START Page extract
Vestibular Migraines: What They Feel Like and What Helps
Vestibular migraines cause dizziness, vertigo, balance problems, or a heavy, swaying feeling. Sometimes you get a headache, sometimes you don’t. Attacks can last seconds, minutes, or days. If motion or visual motion makes you sick and you have a personal or family history of migraine, this is a likely cause.
Common symptoms and how to spot them
Symptoms include spinning (true vertigo), unsteadiness, lightheadedness, motion sensitivity, and nausea. Symptoms often come with sound or light sensitivity, and some people notice visual changes like moving patterns. Unlike a classic inner-ear attack, vestibular migraines often fluctuate and link to typical migraine triggers.
Keep a simple diary: note when the attack started, how long it lasted, what you were doing, what you ate, sleep and stress levels. A short log gives your doctor big clues and speeds up diagnosis.
How doctors evaluate vestibular migraine
A clinician will ask about symptoms and family history and check your balance and eye movements. Tests like hearing exams or an MRI may be done to rule out inner-ear or brain causes. There’s no single test for vestibular migraine—diagnosis is based on patterns of symptoms and excluding other problems.
Treatment has two aims: stop attacks when they happen, and prevent them from coming back. For sudden symptoms, doctors might use anti-nausea drugs or short-term migraine meds. For prevention, common options include beta-blockers, some antidepressants, topiramate, or calcium-channel blockers. Your doctor picks drugs based on your health, other meds, and side effects.
END Page extract
START Data extract
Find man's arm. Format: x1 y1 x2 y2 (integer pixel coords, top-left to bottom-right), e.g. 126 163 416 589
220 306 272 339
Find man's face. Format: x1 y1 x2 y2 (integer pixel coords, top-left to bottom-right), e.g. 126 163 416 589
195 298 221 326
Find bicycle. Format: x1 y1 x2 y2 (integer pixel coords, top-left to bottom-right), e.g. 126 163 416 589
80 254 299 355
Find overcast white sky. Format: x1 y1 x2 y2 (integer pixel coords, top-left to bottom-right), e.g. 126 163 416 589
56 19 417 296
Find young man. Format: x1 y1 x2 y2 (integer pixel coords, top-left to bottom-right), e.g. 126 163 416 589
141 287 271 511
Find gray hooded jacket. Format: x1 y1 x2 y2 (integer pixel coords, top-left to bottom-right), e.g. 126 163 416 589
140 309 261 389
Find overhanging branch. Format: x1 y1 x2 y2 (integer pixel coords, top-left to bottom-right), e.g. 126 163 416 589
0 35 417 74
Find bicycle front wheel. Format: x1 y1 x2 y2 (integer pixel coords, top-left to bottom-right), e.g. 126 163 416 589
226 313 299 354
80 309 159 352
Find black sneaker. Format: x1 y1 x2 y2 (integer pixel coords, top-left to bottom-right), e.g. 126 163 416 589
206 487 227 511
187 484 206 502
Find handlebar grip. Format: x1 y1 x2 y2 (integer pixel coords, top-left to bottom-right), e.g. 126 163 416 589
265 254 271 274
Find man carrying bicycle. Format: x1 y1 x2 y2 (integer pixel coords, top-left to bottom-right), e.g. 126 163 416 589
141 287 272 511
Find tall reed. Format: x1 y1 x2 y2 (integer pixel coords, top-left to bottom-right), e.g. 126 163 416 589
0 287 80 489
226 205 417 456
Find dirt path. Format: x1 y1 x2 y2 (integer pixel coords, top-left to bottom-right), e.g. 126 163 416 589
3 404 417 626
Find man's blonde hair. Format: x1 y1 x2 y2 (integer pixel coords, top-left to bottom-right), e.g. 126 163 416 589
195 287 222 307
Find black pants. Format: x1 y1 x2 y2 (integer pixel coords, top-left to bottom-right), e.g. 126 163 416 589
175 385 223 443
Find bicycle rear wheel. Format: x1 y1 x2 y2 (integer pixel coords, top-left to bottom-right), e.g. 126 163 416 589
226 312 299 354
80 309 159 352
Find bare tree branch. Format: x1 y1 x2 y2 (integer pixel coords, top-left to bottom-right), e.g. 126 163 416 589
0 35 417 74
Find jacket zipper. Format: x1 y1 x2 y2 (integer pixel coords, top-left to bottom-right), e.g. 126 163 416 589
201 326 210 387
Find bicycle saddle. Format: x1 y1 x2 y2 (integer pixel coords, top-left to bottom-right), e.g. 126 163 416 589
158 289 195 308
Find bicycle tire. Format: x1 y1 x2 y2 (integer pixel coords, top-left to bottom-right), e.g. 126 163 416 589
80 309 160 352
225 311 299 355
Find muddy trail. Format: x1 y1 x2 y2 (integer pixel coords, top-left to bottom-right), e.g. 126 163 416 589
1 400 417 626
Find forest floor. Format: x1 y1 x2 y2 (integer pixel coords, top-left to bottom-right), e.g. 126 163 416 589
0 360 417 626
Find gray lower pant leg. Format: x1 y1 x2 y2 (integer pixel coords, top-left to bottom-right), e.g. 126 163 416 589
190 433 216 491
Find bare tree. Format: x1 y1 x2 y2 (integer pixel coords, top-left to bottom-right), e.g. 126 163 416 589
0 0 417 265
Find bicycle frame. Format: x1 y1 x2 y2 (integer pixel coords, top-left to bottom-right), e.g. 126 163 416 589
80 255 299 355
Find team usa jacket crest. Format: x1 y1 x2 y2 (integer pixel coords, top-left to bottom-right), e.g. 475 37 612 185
END Data extract
START Data extract
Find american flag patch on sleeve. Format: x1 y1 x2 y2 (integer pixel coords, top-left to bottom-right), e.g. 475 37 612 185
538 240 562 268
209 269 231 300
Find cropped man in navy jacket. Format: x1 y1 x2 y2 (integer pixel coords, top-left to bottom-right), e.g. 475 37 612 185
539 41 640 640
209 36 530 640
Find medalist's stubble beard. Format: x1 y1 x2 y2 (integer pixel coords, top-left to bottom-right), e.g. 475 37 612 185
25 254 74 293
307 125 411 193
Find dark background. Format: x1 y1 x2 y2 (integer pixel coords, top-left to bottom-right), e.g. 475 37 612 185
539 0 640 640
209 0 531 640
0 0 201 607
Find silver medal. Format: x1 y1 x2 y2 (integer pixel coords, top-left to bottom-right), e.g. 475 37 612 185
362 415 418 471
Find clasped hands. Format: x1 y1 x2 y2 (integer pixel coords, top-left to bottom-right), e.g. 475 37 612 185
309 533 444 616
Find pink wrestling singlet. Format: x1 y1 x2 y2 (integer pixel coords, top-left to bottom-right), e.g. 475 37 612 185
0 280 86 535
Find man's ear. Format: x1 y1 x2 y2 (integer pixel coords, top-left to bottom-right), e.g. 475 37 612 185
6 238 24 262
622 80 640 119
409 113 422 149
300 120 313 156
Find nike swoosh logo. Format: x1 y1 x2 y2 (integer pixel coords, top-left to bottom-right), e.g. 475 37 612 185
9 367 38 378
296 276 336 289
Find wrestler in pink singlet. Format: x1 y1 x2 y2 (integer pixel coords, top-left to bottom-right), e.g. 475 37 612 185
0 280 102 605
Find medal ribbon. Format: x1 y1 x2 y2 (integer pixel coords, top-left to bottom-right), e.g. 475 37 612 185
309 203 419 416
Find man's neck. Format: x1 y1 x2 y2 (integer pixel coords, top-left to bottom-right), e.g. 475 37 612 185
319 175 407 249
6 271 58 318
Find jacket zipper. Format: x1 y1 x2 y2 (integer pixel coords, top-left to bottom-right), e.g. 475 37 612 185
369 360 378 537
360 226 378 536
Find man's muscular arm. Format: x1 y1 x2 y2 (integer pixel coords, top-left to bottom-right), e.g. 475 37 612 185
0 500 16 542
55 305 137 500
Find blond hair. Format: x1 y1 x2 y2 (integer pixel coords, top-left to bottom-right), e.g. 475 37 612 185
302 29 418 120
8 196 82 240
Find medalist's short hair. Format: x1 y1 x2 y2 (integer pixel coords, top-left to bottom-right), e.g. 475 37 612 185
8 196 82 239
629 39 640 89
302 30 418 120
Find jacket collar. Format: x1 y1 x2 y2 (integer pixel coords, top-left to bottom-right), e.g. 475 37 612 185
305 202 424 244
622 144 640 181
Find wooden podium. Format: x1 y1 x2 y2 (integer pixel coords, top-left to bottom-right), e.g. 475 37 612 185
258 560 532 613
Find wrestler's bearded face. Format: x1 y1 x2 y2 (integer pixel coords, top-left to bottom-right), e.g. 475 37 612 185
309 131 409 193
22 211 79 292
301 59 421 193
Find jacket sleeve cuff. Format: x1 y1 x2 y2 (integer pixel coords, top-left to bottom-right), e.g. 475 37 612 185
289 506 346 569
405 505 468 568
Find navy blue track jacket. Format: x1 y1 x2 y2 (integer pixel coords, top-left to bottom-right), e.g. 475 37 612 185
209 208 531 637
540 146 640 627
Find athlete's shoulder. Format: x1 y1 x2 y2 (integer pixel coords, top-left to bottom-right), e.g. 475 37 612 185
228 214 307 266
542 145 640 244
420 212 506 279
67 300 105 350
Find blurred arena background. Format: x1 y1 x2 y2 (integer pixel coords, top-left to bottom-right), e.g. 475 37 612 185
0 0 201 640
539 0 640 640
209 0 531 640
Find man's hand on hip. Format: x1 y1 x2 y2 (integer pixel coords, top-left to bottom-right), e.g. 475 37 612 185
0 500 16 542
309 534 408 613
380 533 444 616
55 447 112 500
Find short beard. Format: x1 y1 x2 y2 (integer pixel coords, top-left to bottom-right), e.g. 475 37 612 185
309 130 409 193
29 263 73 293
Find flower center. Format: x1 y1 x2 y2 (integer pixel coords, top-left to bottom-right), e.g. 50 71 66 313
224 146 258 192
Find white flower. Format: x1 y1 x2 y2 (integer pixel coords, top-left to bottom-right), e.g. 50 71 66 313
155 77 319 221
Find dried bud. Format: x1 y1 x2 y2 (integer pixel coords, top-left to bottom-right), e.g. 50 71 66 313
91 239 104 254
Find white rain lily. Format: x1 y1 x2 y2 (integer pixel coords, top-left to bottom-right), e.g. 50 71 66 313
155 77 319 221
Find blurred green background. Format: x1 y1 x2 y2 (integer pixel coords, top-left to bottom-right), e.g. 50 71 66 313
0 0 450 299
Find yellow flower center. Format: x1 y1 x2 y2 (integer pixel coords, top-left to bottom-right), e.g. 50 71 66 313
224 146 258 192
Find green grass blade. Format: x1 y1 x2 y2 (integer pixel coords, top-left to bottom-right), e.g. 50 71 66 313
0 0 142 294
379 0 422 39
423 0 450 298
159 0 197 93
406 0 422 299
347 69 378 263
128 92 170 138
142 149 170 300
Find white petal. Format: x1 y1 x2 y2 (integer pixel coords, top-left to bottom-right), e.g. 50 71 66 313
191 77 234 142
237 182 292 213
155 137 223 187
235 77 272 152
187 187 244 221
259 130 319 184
END Data extract
**Apply what you read**.
[a] In the stretch of the vestibular migraine text from "Common symptoms and" through "typical migraine triggers.", swap "unsteadiness" for "imbalance" and give the passage back.
[b] Decide whether each statement agrees with the vestibular migraine text, answering yes or no and quoting the deciding words: (i) Vestibular migraines always come with a headache. (ii) A single test can confirm vestibular migraine. (iii) Topiramate is named as an option for prevention.
Rely only on the vestibular migraine text, not on the listing.

**Solutions to the tasks**.
[a]
Common symptoms and how to spot them
Symptoms include spinning (true vertigo), imbalance, lightheadedness, motion sensitivity, and nausea. Symptoms often come with sound or light sensitivity, and some people notice visual changes like moving patterns. Unlike a classic inner-ear attack, vestibular migraines often fluctuate and link to typical migraine triggers.

[b]
(i) No: "Sometimes you get a headache, sometimes you don’t."
(ii) No: "There’s no single test for vestibular migraine"
(iii) Yes: "For prevention, common options include beta-blockers, some antidepressants, topiramate, or calcium-channel blockers."